TEXT TO READ:
E-1 Trader Visa

Introduction to Treaty Visas, the E-1 Visa

The US has signed treaties of ‘Friendship, Commerce and Navigation’ with countries around the world. They are designed to promote trade and investment between the US and the other contracting state, with the idea that this will encourage good relations and peace. More recently, the US has entered into a number of Bilateral Investment Treaties with many former communist states. These treaties are designed to promote investment, but do not generally confer any trade-related immigration privileges.

Nationals, including both individuals and companies, of countries with such treaties can obtain what are called E-visas to work in the US in order to develop and direct their investment in and/or trade with the US. E-visas come in two types:

The E1 Treaty Trader:

Nationals from qualifying treaty countries who undertake a significant amount of international trade with the United States may qualify for an E-1 visa. The volume of their trade must be sufficient to justify the trader or his/her employees being present in the US to manage the trade. The level of trade must also constitute the majority of the trader’s international business meaning that more than 50% of their trade be with the US. While there is no official minimum level of trade which is considered sufficient to qualify for the E-1 visa, the lower the volume of trade, the less likely one is to qualify.

E1 Visa Countries

The following countries have treaties with the US that allow qualifying nationals to apply for Treaty Trader status:-

Argentina China (ROC) France Italy Netherlands Sweden
Australia Colombia Germany Japan Norway Switzerland
Austria Costa Rica Greece Korea Oman Thailand
Belgium Denmark Honduras Latvia Pakistan Togo
Bolivia Estonia Iran Liberia Philippines Turkey
Brunei Ethiopia Ireland Luxembourg Spain U.K.

DIRECTIVE A: Reproduce word for word the stretch of the E-1 visa text that begins at the words "The US has signed" and stops after "trade-related immigration privileges.".

LISTING:
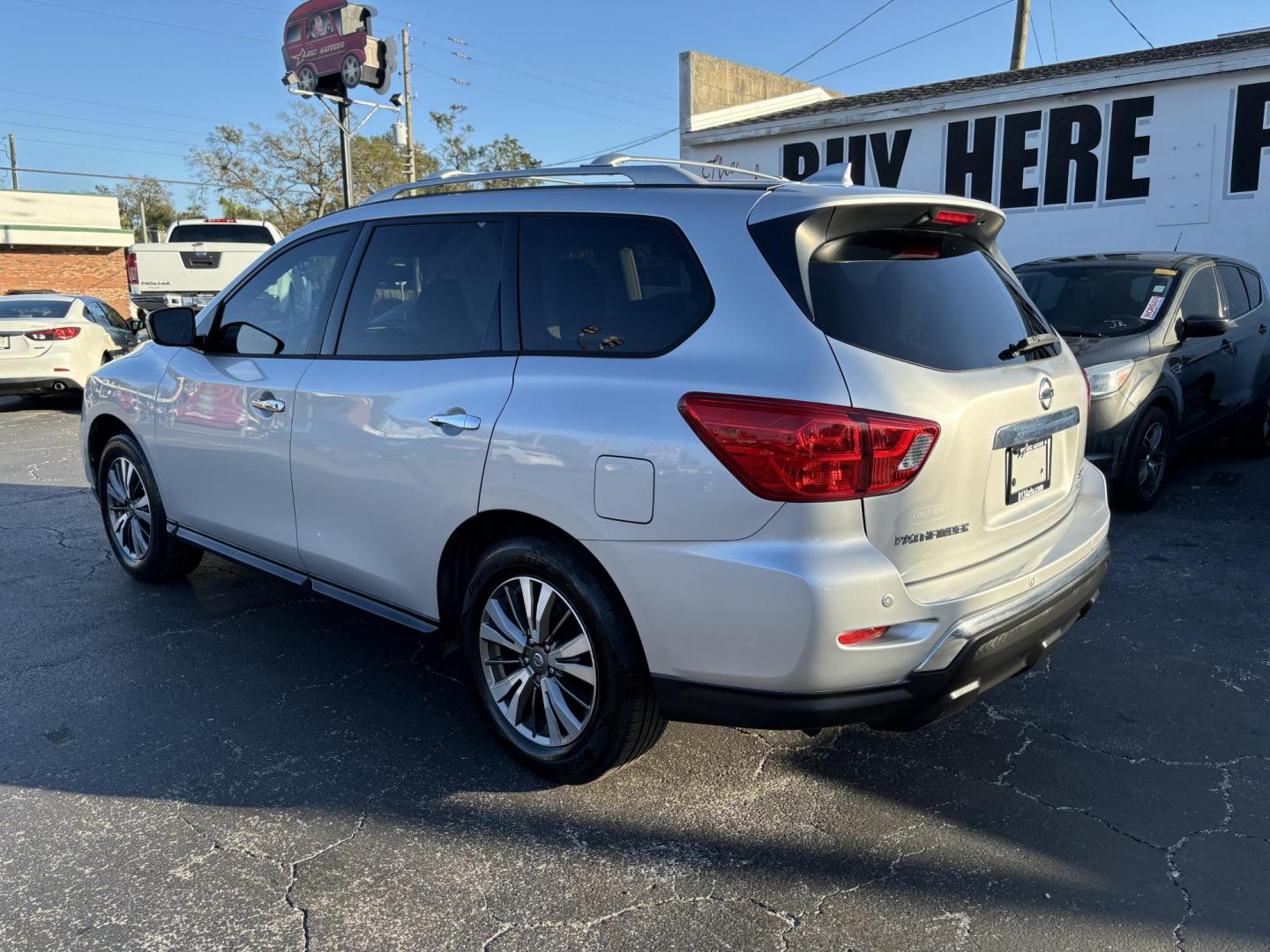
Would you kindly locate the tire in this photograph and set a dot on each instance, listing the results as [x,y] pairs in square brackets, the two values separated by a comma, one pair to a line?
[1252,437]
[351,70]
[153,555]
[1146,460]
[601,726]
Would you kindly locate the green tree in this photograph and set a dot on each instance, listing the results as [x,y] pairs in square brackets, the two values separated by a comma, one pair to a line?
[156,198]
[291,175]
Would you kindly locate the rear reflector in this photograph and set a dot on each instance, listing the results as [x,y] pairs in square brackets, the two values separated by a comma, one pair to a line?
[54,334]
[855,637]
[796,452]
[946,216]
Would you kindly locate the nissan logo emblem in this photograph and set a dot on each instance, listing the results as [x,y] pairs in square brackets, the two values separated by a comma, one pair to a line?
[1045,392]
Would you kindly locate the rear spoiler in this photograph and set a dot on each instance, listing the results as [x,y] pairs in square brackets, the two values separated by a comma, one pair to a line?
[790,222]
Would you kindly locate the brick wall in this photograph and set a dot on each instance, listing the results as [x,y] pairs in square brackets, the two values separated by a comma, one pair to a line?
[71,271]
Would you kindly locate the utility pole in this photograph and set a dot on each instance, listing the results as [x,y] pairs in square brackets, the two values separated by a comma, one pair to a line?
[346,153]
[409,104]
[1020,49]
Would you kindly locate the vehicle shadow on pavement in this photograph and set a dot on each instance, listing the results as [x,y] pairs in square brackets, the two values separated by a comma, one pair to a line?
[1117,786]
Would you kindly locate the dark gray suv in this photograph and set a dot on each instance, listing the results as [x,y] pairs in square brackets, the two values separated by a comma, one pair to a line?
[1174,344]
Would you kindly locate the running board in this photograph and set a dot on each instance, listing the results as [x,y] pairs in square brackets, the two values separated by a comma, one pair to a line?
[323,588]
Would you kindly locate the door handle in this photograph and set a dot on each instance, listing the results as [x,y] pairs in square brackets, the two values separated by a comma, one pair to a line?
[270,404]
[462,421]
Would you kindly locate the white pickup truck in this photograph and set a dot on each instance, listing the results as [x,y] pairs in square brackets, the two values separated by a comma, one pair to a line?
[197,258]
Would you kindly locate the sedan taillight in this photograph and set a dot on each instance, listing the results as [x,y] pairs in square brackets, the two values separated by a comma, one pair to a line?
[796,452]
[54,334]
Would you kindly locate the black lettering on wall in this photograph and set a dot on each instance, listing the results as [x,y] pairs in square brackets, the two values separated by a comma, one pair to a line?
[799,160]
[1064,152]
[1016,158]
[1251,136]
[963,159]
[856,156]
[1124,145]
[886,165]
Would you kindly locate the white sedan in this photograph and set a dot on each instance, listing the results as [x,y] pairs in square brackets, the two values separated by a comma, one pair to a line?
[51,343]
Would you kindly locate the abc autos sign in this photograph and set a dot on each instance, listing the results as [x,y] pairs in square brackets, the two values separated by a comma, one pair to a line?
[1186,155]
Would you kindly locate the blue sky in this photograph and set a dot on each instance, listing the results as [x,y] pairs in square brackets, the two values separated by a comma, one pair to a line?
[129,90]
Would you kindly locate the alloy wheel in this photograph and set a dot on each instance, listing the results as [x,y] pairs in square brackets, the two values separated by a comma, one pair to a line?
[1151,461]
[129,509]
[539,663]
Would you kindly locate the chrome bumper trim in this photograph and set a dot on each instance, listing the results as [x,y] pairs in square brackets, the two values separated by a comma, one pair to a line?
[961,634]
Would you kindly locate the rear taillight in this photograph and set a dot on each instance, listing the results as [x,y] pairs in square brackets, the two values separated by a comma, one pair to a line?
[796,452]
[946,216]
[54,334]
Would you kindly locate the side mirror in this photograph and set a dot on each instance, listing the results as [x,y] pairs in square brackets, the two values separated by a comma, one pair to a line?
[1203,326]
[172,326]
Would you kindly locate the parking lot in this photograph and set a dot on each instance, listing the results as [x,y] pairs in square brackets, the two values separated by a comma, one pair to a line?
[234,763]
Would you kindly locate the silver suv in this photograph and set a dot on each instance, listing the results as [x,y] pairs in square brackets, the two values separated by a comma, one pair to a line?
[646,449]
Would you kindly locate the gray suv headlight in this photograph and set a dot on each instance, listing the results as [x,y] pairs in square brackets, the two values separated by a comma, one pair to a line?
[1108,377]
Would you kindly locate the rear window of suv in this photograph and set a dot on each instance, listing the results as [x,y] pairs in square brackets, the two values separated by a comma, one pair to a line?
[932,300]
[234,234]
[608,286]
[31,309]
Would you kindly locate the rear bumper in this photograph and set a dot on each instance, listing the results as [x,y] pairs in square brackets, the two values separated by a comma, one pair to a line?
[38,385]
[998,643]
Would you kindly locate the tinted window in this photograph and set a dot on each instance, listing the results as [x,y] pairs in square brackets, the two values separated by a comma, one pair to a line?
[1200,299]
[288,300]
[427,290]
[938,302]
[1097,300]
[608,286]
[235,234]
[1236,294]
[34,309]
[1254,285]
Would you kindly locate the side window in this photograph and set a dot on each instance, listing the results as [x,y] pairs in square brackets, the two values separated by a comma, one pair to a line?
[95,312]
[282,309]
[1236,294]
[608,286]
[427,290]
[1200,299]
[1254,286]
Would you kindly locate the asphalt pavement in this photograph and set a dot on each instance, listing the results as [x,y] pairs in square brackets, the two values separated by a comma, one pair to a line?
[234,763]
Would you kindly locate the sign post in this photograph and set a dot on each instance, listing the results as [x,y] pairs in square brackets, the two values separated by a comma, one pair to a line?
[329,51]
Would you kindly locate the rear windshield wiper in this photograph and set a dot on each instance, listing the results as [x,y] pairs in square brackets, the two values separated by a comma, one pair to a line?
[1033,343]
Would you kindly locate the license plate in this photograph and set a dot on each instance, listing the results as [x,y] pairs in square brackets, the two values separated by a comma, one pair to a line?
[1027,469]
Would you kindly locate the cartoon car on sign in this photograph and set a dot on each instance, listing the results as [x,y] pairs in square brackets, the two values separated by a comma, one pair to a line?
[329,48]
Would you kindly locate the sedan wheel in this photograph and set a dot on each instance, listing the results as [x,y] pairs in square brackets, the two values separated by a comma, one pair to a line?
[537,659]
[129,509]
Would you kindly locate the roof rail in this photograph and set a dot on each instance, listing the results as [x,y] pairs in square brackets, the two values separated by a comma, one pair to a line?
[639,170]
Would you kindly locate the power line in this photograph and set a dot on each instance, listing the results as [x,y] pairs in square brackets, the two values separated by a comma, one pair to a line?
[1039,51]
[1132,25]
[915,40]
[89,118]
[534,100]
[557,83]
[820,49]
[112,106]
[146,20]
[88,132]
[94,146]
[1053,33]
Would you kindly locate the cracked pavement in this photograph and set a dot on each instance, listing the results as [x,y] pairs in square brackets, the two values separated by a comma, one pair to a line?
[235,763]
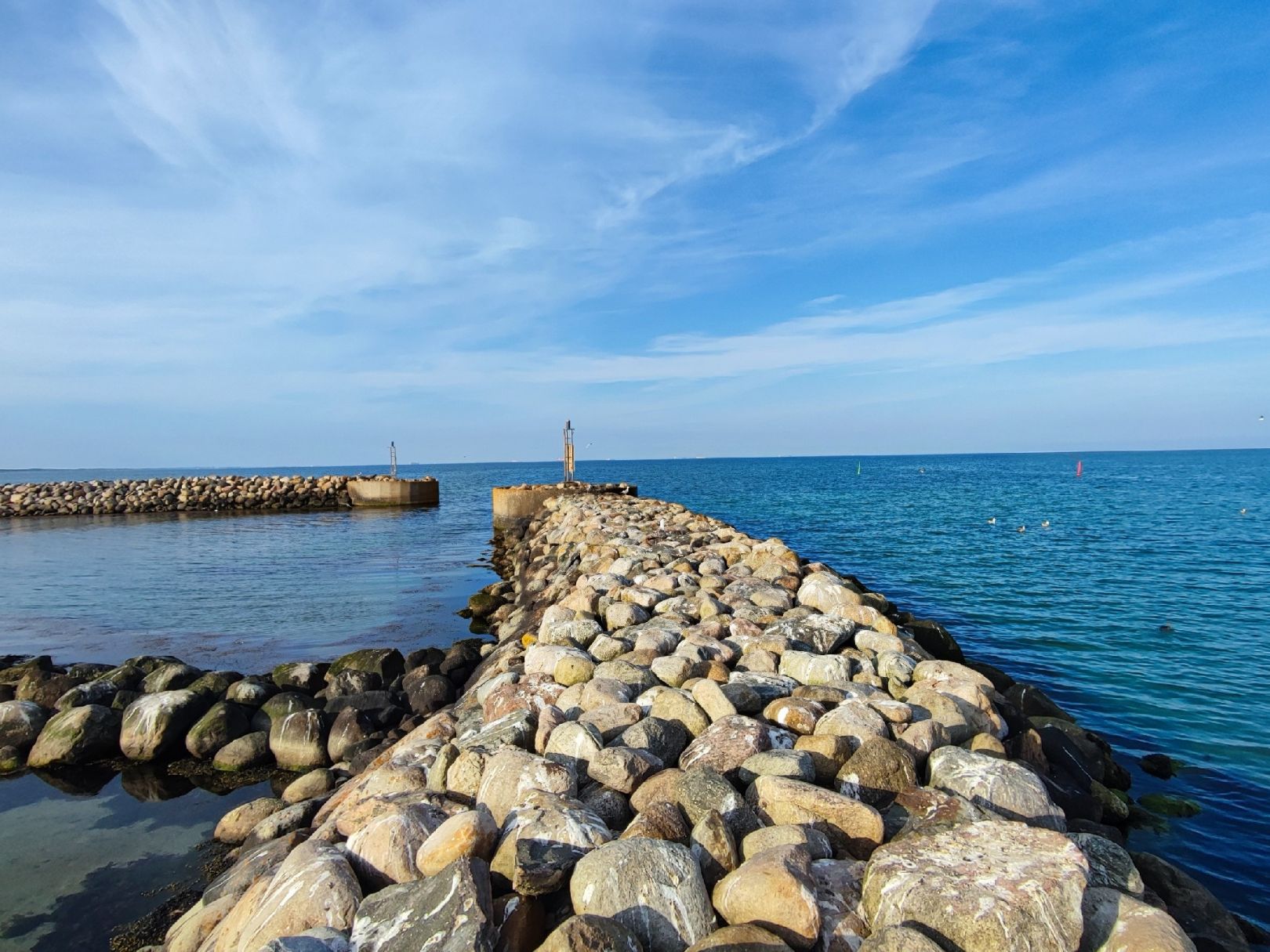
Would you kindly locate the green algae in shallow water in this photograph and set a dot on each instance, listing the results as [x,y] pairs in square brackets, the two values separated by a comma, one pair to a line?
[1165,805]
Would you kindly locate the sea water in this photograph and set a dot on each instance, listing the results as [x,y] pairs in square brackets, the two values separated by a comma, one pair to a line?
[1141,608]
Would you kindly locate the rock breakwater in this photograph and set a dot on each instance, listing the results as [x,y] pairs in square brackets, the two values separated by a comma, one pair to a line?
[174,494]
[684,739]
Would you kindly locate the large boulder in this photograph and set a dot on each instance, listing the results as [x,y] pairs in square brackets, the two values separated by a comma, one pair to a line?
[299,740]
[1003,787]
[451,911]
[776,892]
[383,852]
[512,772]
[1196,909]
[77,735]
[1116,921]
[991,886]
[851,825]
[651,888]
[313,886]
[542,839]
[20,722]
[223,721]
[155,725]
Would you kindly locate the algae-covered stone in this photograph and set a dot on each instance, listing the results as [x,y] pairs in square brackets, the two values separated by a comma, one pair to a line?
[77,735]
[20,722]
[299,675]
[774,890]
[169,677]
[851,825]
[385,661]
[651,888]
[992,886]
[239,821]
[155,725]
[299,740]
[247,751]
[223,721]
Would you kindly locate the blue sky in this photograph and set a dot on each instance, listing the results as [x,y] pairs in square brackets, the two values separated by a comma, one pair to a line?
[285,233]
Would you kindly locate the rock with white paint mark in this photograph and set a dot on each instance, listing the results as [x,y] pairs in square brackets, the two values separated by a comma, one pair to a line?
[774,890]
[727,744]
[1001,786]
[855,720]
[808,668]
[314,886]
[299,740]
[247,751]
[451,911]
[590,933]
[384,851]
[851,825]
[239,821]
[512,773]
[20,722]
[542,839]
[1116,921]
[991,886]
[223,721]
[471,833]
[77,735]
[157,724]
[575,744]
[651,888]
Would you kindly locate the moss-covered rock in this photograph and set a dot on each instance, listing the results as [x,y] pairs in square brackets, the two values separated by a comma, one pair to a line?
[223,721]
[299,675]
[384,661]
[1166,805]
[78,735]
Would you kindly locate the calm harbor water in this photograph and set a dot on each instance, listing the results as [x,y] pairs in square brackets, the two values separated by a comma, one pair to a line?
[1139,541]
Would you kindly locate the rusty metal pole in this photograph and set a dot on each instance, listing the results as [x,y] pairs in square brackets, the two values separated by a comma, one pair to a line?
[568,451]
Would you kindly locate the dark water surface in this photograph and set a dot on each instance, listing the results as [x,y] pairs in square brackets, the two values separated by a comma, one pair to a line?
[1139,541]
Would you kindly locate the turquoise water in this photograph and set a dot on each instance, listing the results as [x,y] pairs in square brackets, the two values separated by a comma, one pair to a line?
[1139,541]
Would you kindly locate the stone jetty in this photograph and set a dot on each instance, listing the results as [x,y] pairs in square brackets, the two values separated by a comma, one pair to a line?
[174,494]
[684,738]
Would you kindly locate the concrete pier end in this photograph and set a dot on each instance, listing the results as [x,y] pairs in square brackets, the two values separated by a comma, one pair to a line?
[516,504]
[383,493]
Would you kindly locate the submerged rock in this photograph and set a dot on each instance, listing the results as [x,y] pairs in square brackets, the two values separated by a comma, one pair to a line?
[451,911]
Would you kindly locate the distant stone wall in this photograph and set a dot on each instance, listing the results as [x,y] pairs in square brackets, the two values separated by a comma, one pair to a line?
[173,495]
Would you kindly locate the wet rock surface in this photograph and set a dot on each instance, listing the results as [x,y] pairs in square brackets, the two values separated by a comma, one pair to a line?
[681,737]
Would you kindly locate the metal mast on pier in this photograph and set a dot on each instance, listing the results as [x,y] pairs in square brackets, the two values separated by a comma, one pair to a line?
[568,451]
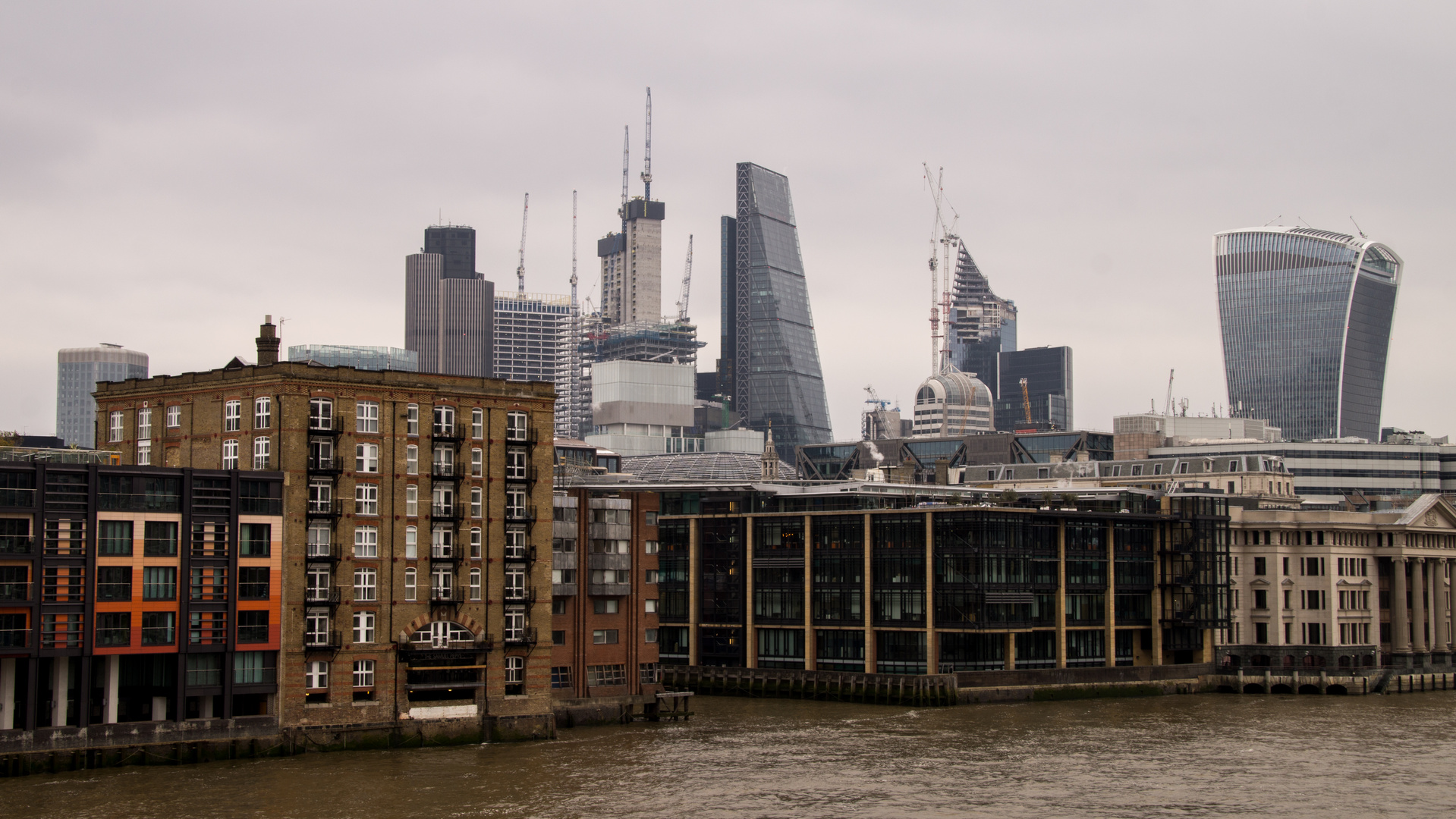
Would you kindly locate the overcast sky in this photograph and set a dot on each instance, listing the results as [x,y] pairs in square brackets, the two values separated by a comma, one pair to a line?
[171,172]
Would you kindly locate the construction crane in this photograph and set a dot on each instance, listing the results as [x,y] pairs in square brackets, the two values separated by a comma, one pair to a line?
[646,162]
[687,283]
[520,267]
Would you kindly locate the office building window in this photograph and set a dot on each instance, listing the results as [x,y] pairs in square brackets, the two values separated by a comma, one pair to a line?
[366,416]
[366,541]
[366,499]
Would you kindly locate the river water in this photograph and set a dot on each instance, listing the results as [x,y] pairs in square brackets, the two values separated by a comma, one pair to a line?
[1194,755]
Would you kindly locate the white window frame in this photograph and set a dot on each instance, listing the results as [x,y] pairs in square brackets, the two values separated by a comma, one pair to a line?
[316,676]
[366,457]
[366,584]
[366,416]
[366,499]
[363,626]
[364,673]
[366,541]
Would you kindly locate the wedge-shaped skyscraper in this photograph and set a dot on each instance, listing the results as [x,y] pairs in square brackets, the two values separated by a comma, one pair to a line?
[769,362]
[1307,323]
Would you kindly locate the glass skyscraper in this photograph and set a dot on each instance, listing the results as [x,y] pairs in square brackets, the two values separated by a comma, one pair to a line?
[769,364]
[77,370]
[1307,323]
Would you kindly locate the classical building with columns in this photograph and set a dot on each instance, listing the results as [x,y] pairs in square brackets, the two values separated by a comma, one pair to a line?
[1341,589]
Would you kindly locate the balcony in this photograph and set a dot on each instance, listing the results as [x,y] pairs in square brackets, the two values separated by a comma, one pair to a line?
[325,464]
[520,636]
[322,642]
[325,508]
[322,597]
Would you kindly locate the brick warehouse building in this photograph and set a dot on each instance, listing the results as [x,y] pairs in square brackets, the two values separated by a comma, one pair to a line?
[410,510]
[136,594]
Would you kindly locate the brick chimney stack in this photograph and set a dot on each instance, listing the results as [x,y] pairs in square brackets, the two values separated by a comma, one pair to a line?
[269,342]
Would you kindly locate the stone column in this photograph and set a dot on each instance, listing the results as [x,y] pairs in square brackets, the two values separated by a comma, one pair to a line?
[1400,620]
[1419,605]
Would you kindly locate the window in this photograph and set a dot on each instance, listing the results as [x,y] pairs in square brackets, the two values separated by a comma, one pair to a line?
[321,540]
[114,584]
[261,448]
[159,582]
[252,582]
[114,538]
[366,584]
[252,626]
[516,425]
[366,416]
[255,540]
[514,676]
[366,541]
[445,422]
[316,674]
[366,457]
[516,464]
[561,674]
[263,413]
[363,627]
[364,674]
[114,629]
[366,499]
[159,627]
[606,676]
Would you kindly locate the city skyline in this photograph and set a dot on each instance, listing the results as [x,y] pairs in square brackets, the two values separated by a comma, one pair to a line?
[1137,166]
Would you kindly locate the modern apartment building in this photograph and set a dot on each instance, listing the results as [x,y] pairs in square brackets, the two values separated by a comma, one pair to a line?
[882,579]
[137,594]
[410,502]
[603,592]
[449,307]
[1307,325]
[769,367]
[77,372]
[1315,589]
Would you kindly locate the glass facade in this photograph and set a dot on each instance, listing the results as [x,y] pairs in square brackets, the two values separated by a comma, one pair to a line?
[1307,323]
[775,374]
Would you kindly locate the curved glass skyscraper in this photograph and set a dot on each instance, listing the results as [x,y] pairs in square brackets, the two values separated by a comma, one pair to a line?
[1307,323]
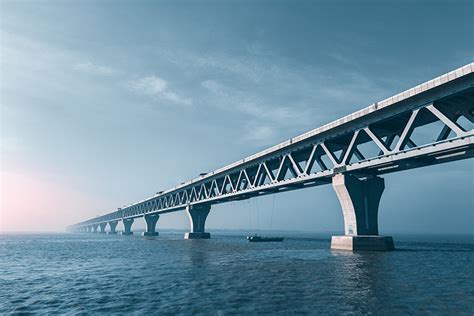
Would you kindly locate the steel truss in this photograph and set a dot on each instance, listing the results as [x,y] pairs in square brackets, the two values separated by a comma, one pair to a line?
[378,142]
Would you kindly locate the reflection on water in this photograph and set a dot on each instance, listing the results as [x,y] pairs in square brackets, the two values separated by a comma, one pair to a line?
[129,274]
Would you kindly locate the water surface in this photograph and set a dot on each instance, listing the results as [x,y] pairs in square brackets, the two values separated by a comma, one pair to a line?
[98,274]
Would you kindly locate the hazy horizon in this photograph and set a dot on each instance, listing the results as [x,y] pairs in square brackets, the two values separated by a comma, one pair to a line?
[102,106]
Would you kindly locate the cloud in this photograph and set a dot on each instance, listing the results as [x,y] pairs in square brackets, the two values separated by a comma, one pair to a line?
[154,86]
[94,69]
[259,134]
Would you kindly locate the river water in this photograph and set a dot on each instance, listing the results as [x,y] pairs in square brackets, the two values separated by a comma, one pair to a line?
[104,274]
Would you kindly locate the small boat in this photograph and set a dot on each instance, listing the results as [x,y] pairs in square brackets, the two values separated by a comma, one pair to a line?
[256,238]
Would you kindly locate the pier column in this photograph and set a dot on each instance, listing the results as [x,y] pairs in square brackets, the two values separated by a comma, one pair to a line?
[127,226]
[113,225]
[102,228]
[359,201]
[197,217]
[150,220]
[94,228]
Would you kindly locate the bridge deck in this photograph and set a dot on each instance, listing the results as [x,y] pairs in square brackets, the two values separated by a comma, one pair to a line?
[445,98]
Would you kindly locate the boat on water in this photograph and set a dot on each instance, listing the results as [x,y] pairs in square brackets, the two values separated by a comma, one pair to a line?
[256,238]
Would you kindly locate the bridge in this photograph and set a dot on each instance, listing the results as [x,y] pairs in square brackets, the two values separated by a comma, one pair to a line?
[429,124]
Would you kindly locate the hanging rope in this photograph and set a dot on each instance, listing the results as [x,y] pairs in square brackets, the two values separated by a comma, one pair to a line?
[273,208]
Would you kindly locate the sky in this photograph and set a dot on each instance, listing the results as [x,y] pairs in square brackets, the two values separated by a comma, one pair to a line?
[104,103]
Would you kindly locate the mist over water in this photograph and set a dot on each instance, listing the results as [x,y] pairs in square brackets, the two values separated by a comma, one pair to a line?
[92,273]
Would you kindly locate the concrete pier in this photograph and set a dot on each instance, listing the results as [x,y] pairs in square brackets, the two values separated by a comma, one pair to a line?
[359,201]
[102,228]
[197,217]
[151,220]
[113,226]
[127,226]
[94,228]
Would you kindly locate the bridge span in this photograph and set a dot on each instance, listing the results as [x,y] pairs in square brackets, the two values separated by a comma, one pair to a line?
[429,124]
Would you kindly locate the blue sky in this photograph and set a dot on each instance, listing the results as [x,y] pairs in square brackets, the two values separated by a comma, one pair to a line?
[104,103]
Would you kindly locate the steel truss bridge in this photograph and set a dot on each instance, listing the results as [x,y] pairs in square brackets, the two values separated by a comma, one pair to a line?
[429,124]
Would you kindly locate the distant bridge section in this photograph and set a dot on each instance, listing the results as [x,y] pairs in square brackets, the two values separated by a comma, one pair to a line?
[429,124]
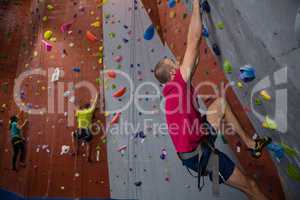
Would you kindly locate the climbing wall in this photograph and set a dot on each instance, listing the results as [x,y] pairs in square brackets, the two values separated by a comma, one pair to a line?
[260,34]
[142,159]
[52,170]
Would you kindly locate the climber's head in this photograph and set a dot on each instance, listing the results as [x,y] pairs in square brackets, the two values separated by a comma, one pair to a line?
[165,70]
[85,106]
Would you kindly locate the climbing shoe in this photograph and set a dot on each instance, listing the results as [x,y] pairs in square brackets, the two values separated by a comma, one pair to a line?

DIRECTIVE B: Pick out each line of the records that contains the string "skyscraper", and copy those lines.

EXPECTED OUTPUT A:
The US has signed treaties of ‘Friendship, Commerce and Navigation’ with countries around the world. They are designed to promote trade and investment between the US and the other contracting state, with the idea that this will encourage good relations and peace. More recently, the US has entered into a number of Bilateral Investment Treaties with many former communist states. These treaties are designed to promote investment, but do not generally confer any trade-related immigration privileges.

EXPECTED OUTPUT B:
Would you kindly locate the wedge-shaped skyscraper in this photograph and set a dot on each instance, listing the results as [x,y] pairs in square brackets, the two values separated by a comma, one pair to a line?
Would you kindly locate the glass skyscraper in this photograph and set a dot on each instance, listing the results as [x,y] pairs in square brackets, the two values separated by a comma, one pair to a line?
Would you kindly locate the curved glass skyscraper in this photograph and set a dot on each instance, listing the results as [x,y] pairs in square brackets, the two values separated by a comma, one pair to a line?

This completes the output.